Object point labels:
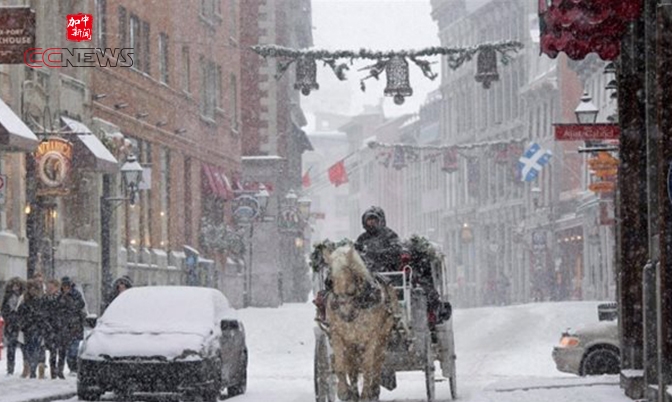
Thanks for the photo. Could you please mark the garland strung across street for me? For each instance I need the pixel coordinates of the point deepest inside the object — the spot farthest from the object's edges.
(393, 63)
(400, 155)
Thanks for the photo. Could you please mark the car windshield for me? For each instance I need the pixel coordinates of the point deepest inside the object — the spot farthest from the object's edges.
(170, 309)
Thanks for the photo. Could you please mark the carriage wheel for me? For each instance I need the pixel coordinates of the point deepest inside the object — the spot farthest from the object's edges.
(429, 369)
(453, 373)
(325, 386)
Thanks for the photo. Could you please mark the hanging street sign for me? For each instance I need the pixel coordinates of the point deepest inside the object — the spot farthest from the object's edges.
(17, 33)
(3, 188)
(586, 132)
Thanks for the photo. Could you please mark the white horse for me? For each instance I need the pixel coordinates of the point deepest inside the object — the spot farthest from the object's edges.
(360, 312)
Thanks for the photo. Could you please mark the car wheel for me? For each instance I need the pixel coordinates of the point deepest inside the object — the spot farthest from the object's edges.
(601, 360)
(241, 387)
(85, 394)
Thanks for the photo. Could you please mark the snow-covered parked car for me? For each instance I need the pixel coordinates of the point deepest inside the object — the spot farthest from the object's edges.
(591, 349)
(165, 339)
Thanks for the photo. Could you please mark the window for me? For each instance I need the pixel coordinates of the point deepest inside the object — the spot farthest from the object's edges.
(139, 42)
(145, 47)
(220, 93)
(101, 23)
(211, 9)
(163, 58)
(233, 23)
(210, 87)
(186, 70)
(134, 41)
(165, 197)
(123, 40)
(234, 102)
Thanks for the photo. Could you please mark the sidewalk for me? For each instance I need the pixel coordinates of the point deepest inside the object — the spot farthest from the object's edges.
(578, 389)
(16, 389)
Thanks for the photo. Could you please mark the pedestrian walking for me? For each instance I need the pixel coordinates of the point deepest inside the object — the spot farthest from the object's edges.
(73, 312)
(10, 304)
(32, 325)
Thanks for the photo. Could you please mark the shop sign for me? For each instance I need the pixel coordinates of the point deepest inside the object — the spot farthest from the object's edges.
(53, 161)
(3, 188)
(586, 132)
(17, 33)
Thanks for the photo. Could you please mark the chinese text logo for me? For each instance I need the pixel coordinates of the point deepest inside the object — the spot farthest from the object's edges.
(79, 27)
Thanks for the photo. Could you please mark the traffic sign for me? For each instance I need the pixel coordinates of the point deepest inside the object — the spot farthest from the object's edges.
(586, 132)
(3, 188)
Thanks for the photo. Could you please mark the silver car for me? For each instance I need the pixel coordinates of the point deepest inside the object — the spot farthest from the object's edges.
(168, 339)
(590, 350)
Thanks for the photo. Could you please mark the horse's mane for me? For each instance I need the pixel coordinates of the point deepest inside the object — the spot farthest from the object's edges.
(342, 258)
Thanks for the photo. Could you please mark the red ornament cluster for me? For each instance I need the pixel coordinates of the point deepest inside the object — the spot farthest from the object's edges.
(579, 27)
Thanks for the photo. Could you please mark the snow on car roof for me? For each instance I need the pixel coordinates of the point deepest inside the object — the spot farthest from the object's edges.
(173, 306)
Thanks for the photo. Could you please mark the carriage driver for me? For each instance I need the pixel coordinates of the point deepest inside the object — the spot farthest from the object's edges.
(378, 246)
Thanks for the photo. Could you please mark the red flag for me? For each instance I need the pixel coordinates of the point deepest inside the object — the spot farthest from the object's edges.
(305, 180)
(337, 174)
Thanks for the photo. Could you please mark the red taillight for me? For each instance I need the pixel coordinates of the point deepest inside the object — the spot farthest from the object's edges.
(431, 317)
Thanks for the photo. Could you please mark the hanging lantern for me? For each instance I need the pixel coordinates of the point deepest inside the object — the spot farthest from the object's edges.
(450, 164)
(398, 84)
(399, 157)
(486, 67)
(306, 75)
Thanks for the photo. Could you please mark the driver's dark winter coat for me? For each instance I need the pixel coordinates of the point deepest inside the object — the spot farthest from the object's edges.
(380, 247)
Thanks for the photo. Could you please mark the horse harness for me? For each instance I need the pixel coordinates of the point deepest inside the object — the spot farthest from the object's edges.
(364, 300)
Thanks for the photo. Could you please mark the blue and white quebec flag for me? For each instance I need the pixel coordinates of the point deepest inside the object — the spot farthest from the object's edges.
(530, 164)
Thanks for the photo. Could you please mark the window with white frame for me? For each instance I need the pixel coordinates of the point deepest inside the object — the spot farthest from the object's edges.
(186, 70)
(163, 58)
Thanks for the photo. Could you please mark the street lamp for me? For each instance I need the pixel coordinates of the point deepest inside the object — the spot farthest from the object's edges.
(536, 195)
(131, 174)
(291, 198)
(586, 112)
(262, 197)
(304, 207)
(248, 209)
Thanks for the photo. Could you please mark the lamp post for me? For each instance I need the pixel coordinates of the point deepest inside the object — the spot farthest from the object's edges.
(131, 173)
(586, 112)
(248, 209)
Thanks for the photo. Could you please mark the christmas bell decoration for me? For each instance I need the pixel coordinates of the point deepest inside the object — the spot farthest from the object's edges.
(450, 164)
(486, 67)
(306, 75)
(398, 84)
(399, 158)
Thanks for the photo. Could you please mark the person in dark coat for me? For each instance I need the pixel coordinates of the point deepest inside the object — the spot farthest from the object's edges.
(120, 285)
(31, 322)
(379, 245)
(10, 304)
(72, 306)
(53, 333)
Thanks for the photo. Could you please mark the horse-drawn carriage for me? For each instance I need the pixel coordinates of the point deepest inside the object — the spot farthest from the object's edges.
(421, 331)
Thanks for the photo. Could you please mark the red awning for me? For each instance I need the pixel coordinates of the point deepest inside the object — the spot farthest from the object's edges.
(579, 27)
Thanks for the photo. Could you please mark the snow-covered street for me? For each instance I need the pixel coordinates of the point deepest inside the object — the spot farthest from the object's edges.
(504, 354)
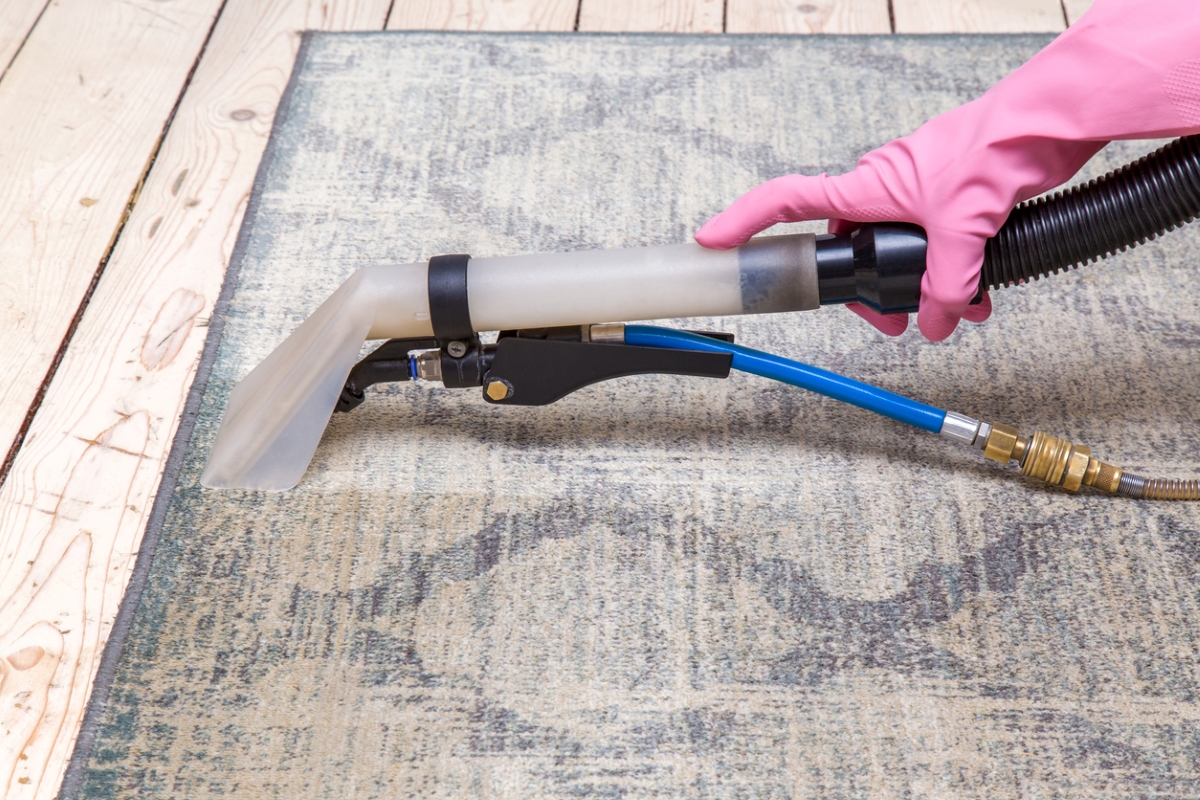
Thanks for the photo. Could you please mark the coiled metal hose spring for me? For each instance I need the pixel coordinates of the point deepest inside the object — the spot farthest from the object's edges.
(1126, 208)
(1153, 488)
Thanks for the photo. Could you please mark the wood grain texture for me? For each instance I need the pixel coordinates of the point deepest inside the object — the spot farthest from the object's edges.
(75, 506)
(17, 17)
(808, 17)
(978, 16)
(103, 76)
(661, 16)
(483, 14)
(1075, 8)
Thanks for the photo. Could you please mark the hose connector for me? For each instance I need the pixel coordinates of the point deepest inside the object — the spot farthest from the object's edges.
(1051, 459)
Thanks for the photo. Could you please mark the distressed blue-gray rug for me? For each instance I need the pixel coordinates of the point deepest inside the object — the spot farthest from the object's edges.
(663, 588)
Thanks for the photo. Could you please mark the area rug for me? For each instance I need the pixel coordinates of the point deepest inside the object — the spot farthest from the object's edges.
(663, 587)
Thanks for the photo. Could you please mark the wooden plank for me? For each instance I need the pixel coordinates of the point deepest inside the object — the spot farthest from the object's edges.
(484, 14)
(813, 17)
(978, 16)
(75, 506)
(663, 16)
(103, 76)
(1075, 8)
(17, 17)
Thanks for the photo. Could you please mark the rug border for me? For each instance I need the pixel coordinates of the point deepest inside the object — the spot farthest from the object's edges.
(109, 662)
(106, 674)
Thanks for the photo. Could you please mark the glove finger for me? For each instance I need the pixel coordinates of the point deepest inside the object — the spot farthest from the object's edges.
(792, 198)
(889, 324)
(952, 281)
(978, 313)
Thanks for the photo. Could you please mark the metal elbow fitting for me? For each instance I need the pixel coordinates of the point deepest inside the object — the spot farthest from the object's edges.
(1051, 459)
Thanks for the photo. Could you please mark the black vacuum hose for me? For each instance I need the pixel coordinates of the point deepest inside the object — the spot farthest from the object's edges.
(1126, 208)
(882, 264)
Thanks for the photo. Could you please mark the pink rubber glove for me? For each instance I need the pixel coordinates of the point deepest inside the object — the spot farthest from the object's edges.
(1123, 71)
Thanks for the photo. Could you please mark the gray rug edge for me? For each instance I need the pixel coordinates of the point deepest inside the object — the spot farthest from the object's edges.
(111, 659)
(106, 674)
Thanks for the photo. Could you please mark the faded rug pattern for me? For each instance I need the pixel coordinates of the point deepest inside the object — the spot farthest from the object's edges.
(667, 587)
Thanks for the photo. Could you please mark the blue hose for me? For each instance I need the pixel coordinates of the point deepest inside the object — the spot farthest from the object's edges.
(889, 404)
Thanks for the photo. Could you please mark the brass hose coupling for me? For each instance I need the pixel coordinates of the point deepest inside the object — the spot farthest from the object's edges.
(1051, 459)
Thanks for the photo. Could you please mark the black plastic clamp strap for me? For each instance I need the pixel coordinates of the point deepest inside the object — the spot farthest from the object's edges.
(449, 310)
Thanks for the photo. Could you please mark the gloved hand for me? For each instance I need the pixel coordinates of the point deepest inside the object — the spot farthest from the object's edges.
(1123, 71)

# REQUIREMENT:
Write out again every line from the one that contains "Thanks for the photo. Could you please mark the gloved" through the last line, raising each pixel coordinate by 86.

# RESPONSE TO THIS TASK:
Thanks for the photo. Could you please mark the gloved hand for me? For each instance I need the pixel coordinates of the point deepest inside the object — the spot farthest from the object's edges.
(1209, 157)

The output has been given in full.